(Stored data entries)
--- --- ---
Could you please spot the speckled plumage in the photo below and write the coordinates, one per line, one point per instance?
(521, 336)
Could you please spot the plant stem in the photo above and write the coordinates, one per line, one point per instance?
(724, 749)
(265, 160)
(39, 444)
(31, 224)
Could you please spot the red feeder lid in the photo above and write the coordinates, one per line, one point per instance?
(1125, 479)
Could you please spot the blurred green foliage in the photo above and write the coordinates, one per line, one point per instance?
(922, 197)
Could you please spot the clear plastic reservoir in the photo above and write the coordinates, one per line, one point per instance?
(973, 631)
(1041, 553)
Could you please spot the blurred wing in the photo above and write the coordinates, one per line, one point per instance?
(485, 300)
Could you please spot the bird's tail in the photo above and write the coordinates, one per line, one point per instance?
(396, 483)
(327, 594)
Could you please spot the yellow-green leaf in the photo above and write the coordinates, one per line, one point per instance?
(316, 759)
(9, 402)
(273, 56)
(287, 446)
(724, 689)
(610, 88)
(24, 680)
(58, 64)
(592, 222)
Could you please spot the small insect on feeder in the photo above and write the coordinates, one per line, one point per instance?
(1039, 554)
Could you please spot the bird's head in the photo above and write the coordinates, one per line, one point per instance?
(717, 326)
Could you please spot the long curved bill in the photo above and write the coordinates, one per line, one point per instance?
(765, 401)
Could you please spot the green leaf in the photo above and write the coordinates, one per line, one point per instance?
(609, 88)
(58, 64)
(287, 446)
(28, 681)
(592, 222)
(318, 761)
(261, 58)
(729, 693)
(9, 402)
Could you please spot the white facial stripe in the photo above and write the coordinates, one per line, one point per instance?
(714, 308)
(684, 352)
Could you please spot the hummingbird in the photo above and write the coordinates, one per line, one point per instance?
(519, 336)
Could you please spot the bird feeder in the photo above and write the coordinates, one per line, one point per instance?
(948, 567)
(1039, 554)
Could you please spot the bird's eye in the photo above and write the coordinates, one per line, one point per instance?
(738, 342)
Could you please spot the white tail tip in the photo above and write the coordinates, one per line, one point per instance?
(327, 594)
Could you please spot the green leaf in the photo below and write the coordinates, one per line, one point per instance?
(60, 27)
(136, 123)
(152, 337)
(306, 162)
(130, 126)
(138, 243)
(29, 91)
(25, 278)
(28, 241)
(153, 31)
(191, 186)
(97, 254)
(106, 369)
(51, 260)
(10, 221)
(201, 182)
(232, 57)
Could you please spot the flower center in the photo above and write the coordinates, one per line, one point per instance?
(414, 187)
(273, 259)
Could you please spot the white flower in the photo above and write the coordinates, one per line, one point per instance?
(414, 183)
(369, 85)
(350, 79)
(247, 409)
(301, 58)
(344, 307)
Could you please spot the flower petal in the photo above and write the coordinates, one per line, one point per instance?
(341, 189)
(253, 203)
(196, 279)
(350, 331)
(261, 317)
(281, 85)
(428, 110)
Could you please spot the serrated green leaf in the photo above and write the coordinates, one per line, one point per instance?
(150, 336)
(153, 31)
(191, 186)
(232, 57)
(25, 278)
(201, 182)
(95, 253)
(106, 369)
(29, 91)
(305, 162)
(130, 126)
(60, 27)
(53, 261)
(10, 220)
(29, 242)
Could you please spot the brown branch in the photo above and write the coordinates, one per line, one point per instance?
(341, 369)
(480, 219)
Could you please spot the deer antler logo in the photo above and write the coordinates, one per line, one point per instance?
--- --- ---
- About this exercise: All entries shown above should be printed again exactly.

- Answer below:
Could you please spot the speckled plumage in the photo below and write the coordinates, one per line, one point per instance?
(521, 336)
Could you please spot the plant stem in the photo above and write the coordinates, one per line, one point per instance?
(724, 749)
(265, 160)
(39, 444)
(31, 224)
Could you please spot the red feeder lid in the photo above and write the coordinates, one per line, one point per instance?
(1125, 479)
Could you please spot the blurred green foliage in the photo above and write the coordinates, one per line, one point per instance?
(922, 197)
Could you please spot the clear plastic reservoir in the photo above and write the coordinates, one per line, one point per instance?
(973, 631)
(1041, 553)
Could you please spot the blurred wing in the photo above and write the coordinates, one per line, one point per instance?
(485, 300)
Could you please spot the bird's tail in the photo above and write the coordinates, one per line, one point per instance?
(396, 483)
(327, 594)
Could you please spot the yellow-green leaf in the photo above and write the coordinates, one per line, one point per instance?
(316, 759)
(9, 402)
(273, 56)
(287, 446)
(724, 689)
(610, 88)
(24, 680)
(58, 64)
(592, 222)
Could you please spot the small insect on feeder in the photo above and write the coordinates, one per line, one point per instance?
(1039, 554)
Could you please spot the bird's head in the photo above and write the coordinates, one per line, one point per instance?
(717, 326)
Could you please spot the long curved bill in the photo above and write the coordinates, one per line, one point per instance?
(765, 401)
Could you please spot the green leaf in the photo above and write the coordinates, one per line, one point per instance?
(609, 88)
(58, 64)
(287, 446)
(28, 681)
(592, 222)
(318, 761)
(261, 58)
(729, 693)
(9, 402)
Could you please spot the white facial stripe in the photo above and write the coordinates, one per line, one point per instance?
(714, 308)
(684, 352)
Could you please spot the hummingbird in the photo above and write the coordinates, one per line, one point per instance?
(519, 336)
Could you please spot the bird feeder in the photo above and write the coordinates, one per line, one point per instance?
(948, 567)
(1039, 554)
Could you please spot the bird's eye in the photo above and write the coordinates, one per line, one point per instance?
(738, 342)
Could you please spot the white tail tip in the photo above and write the coordinates, one per line, one point per instance?
(327, 594)
Could you please spot the green leaf in the photo below and write the coordinates, one per line, one point per instance?
(60, 27)
(136, 123)
(152, 337)
(306, 162)
(130, 126)
(138, 243)
(29, 91)
(25, 278)
(28, 241)
(153, 31)
(191, 186)
(97, 254)
(106, 369)
(51, 260)
(10, 221)
(201, 182)
(232, 57)
Could you please spot the flower center in the photo above and write the coordinates, one per line, one point per instance?
(414, 187)
(273, 259)
Could you please spot the white flower in the photo above and write the coordinates, one per line, one point per instance?
(414, 183)
(369, 85)
(350, 79)
(247, 409)
(301, 58)
(344, 307)
Could you please spot the flower petal in the photo above and write the coordinates, one per line, one point per instance?
(341, 189)
(253, 203)
(196, 279)
(350, 331)
(261, 317)
(281, 85)
(428, 110)
Could you please spot the serrated green leaf in the photo above and write the coordinates, one per line, one point per instance?
(150, 336)
(153, 31)
(191, 186)
(232, 57)
(25, 278)
(201, 182)
(95, 253)
(106, 369)
(29, 91)
(305, 162)
(130, 126)
(60, 27)
(53, 261)
(10, 220)
(29, 242)
Could you please spot the brown branch in the photo above and write the coordinates, one per line, one point per instance?
(341, 369)
(480, 219)
Could you please spot the deer antler logo in the photo above and write the coordinates, one per line, one point per instance?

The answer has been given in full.